- [EXERCISE PROMPT] Count the lines in the data below that contain the string "golden", treating uppercase and lowercase as different. Reply with the number only.

#### DATA FOR THIS TASK ####

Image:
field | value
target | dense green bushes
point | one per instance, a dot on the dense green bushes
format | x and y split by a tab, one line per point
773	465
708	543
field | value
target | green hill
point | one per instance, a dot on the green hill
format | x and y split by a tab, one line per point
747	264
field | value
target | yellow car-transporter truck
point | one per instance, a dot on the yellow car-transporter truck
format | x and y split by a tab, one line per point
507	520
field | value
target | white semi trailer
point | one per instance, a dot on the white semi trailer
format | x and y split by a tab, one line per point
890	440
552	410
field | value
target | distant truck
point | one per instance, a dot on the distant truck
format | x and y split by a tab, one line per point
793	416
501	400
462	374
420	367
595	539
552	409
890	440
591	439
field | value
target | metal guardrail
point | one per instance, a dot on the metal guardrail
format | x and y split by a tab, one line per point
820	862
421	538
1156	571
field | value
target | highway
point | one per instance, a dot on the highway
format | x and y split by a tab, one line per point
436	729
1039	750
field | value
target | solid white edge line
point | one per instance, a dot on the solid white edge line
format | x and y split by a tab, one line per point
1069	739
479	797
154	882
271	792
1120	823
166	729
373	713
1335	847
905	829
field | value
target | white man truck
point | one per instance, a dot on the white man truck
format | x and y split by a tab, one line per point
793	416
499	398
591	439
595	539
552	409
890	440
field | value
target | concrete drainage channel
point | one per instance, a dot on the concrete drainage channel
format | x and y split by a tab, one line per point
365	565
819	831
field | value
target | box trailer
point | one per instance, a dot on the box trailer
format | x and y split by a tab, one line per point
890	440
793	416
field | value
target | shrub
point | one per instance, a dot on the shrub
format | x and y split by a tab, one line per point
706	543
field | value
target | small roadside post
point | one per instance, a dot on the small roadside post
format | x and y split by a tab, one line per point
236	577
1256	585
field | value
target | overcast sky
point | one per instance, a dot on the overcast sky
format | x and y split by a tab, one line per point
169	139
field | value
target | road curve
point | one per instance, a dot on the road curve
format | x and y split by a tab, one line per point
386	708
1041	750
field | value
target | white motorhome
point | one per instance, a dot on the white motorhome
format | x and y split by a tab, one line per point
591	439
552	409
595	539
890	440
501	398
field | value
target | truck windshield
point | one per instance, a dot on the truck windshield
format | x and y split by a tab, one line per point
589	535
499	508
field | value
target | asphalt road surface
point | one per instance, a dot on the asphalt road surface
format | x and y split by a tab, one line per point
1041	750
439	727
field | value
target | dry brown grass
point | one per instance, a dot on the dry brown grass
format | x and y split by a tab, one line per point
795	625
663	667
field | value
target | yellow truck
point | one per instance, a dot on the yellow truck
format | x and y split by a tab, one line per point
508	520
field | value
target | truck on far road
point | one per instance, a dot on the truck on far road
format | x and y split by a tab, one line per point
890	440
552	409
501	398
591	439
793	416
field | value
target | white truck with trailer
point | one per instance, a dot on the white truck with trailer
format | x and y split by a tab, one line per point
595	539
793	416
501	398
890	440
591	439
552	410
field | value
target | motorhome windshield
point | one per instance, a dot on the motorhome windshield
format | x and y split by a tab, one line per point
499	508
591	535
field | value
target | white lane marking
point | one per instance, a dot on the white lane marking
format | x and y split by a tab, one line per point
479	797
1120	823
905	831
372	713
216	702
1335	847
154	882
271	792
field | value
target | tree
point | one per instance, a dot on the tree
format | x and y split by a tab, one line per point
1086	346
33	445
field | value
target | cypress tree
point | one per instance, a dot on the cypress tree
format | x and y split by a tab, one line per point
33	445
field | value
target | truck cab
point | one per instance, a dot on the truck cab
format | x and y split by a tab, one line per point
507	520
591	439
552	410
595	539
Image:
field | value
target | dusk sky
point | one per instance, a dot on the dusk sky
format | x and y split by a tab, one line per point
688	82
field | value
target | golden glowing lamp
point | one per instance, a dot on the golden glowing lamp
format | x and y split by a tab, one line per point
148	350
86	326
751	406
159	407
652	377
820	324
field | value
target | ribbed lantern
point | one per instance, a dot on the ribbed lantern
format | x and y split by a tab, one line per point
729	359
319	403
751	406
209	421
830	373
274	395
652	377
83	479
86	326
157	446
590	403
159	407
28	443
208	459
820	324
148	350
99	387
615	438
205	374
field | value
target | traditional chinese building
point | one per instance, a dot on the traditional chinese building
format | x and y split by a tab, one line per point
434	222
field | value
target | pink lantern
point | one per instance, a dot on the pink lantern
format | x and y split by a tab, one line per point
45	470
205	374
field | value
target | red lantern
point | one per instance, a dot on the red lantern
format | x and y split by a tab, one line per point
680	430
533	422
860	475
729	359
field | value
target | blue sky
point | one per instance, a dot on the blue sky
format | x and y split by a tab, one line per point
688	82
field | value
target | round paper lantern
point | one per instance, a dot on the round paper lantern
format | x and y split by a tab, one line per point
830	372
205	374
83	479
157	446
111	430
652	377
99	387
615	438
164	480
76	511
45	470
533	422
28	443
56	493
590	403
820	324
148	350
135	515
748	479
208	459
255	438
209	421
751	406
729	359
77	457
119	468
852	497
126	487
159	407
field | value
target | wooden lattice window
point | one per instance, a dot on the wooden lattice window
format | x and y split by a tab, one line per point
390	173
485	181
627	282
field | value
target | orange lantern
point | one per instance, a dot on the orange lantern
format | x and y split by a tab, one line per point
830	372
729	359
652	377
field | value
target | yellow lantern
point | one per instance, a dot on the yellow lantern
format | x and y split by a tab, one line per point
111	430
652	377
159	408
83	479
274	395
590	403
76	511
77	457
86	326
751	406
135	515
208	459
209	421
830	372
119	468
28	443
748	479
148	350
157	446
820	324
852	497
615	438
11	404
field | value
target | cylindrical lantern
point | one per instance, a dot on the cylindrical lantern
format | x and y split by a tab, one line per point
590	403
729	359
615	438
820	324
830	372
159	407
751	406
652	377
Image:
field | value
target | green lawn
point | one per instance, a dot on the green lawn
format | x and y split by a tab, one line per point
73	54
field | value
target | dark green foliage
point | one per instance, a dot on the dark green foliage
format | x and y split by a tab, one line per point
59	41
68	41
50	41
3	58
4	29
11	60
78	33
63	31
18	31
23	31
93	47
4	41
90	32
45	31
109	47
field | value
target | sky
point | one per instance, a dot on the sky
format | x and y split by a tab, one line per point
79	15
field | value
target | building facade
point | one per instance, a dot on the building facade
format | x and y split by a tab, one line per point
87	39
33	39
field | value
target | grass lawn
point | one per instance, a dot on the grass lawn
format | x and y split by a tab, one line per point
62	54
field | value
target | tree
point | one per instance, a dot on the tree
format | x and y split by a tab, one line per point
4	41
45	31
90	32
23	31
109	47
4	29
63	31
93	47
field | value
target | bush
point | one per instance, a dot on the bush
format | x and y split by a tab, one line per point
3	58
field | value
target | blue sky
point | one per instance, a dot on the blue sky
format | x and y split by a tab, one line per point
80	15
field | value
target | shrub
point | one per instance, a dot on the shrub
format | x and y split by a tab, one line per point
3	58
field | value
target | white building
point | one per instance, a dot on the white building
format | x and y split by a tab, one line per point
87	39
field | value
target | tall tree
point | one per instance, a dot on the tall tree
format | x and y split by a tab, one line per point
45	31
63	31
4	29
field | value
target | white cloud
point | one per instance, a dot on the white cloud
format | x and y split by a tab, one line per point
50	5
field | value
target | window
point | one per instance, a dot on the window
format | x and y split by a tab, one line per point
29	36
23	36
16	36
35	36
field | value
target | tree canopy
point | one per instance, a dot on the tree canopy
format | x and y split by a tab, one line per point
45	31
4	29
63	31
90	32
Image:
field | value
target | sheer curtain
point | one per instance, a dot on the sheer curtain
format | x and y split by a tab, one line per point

####
#### DATA FOR THIS TASK ####

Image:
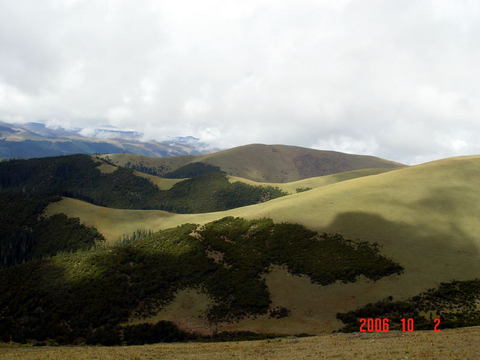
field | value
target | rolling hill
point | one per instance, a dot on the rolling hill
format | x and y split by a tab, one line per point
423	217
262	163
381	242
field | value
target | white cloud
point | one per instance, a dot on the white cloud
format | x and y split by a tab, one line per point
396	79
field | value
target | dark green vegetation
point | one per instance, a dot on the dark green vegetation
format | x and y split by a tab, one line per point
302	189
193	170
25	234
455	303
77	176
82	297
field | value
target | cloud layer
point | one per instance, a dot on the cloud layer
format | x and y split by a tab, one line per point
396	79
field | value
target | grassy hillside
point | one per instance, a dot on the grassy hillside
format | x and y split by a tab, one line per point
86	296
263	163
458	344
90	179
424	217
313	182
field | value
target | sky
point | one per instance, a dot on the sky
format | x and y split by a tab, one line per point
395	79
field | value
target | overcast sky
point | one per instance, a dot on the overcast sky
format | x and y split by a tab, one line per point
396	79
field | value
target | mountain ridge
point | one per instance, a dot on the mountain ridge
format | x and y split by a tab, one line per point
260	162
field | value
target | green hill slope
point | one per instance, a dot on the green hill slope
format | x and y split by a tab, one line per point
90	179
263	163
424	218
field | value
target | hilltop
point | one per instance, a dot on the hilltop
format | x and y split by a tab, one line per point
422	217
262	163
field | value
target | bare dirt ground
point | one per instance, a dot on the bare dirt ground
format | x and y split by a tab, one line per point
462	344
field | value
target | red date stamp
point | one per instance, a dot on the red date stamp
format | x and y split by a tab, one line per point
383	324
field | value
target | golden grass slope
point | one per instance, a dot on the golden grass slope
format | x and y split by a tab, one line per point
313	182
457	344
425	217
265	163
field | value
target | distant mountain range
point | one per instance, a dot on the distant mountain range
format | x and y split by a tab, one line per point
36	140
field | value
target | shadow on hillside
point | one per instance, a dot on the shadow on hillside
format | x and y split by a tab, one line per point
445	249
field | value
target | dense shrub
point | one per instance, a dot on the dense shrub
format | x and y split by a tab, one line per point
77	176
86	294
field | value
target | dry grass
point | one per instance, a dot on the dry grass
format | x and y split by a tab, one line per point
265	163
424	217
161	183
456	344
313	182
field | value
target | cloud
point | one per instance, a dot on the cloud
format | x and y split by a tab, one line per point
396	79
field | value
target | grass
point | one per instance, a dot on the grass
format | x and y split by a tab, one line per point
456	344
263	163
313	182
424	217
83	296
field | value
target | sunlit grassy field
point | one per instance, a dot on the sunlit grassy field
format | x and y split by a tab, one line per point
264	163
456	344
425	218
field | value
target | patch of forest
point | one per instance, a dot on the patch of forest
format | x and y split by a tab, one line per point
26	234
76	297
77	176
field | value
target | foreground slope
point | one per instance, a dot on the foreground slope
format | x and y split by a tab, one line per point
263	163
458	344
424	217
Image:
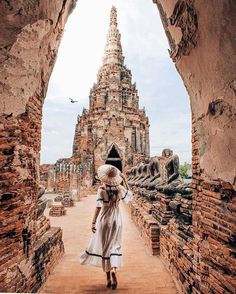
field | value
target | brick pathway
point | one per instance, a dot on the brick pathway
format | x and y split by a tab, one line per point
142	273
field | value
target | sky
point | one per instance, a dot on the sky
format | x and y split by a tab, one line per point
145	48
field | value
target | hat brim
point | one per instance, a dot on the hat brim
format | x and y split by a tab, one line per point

####

- [RESULT BELOW] 4